## Material for this exercise
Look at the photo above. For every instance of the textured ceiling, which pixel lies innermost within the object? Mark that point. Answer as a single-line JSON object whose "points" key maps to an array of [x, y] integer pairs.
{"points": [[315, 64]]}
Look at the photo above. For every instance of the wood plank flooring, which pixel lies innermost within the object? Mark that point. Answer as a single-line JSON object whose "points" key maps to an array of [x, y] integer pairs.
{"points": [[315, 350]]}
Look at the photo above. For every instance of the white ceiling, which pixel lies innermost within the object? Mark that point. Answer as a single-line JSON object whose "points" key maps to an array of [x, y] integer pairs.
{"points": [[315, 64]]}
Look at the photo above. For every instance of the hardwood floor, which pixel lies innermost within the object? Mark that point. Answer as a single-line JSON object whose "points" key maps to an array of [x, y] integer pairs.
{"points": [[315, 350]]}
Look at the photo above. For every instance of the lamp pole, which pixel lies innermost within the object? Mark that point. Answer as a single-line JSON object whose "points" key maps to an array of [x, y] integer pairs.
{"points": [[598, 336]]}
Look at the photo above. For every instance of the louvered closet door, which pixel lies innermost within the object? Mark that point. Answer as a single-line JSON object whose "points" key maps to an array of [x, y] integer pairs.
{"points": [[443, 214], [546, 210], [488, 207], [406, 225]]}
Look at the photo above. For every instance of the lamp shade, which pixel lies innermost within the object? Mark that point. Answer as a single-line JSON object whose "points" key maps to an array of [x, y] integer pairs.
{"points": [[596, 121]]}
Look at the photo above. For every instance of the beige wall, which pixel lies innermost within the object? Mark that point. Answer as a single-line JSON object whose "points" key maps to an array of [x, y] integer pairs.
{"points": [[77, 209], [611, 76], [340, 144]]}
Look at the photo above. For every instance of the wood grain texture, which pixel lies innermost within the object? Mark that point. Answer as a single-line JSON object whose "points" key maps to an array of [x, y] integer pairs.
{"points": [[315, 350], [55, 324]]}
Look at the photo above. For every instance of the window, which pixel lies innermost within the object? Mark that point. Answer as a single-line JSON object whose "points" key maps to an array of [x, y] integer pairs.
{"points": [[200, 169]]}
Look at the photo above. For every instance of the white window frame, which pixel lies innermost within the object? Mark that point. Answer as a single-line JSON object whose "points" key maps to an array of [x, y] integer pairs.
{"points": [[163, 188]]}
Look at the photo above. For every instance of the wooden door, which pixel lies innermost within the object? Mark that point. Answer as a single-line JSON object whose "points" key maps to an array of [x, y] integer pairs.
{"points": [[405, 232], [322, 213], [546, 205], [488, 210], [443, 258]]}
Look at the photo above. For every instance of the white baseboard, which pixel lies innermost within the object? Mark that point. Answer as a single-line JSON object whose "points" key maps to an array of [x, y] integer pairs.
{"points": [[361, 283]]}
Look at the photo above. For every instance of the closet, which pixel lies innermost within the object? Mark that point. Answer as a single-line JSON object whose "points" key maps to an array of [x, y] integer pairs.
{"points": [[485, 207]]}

## Task statement
Can you rewrite the records from the line that contains "the closet, which" through the end of the records, keeping the requests, but scaling every coordinate in the answers by 0.8 and rounding to whole numbers, with halves rounded up?

## Result for this task
Look at the photo above. For every instance of the closet, which pixel lies innermost within the object? Mark that point. Answer as a single-line JSON object whose "points" key maps to an array of [x, y] integer pairs.
{"points": [[388, 166]]}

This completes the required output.